[Exercise instructions] All of the data that follows should be written out exactly.

[Record set]
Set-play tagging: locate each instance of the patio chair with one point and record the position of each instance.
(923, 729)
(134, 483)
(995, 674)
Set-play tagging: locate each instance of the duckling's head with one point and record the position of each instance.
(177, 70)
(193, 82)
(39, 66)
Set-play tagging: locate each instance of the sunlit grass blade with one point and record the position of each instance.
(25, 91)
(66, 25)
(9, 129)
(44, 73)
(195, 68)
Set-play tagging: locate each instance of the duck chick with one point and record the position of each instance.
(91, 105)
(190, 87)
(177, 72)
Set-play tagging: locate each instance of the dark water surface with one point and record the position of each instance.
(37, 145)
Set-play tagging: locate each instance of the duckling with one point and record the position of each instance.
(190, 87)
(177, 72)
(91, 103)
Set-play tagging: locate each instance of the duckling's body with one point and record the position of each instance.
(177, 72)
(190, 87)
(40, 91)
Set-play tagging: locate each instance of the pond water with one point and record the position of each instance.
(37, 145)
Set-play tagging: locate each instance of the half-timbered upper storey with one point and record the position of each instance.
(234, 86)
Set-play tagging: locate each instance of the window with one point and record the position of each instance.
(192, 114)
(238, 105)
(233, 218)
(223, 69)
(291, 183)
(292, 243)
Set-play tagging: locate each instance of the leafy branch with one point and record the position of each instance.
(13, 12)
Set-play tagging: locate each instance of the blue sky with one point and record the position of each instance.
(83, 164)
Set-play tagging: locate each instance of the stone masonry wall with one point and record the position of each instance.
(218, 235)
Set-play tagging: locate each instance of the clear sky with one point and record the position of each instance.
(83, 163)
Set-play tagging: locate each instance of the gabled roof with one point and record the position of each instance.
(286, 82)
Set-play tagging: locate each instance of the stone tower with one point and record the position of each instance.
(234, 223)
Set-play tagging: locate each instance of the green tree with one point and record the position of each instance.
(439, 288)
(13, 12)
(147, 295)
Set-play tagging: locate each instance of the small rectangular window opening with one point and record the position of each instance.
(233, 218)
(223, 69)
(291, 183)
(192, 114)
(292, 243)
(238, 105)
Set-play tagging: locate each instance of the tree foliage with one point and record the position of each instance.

[Written response]
Set-play tagging: locate each instance of the patio chair with one point and record the position of each instance.
(923, 729)
(134, 483)
(995, 674)
Set-play tagging: locate each instance of the duckling's head with one point and record the position of each instance.
(177, 70)
(193, 82)
(39, 66)
Set-play tagging: locate each instance of the sunlit grass blade with one point and record the position of each instance.
(25, 91)
(66, 25)
(9, 129)
(44, 73)
(195, 68)
Set-play tagging: locate each instance of the duck chick with one point and record the position of each instance.
(91, 105)
(190, 87)
(177, 72)
Set-play tagging: locate each instance of the dark water surface with one point and record the position of each instance.
(37, 145)
Set-play tagging: locate each instance of the duckling with one point and record the position of each instance.
(190, 87)
(177, 72)
(91, 103)
Set-play tagging: locate each instance of the duckling's body with one point and record the position of each instance.
(177, 72)
(190, 87)
(40, 91)
Set-play tagging: locate each instance of the pond water with one point and record the position of each instance.
(37, 145)
Set-play tagging: locate each instance of the half-timbered upper storey with one point and record the position of each instance.
(234, 86)
Set-play tagging: locate each instance of the window with one point and record the position of each instance.
(192, 114)
(238, 105)
(233, 218)
(223, 69)
(291, 183)
(292, 243)
Set-play tagging: locate each instance of the leafy branch with one point and record the position of each instance.
(13, 12)
Set-play tagging: locate each instance of the blue sky with one point and record the position of each instance.
(83, 164)
Set-play tagging: locate each instance of the stone masonry wall with one point and record the position of each instance.
(218, 235)
Set-play tagging: locate each instance of the clear sky with one point and record the position of each instance.
(83, 163)
Set-play tagging: locate each instance of the gabled roof with one point and record the position of each instance.
(286, 82)
Set-play tagging: locate each instance of the stone tower with one point and record the position of each instance.
(234, 223)
Set-play tagging: locate each instance of the green tree with one point and record the position of each instance.
(439, 288)
(13, 12)
(147, 295)
Set-play tagging: locate each instance of the small rectangular window opening with one point and record the position of each instance.
(233, 218)
(223, 69)
(291, 183)
(192, 114)
(292, 243)
(238, 105)
Set-play tagging: locate each instance of the tree foliage with one point and record the position of each instance.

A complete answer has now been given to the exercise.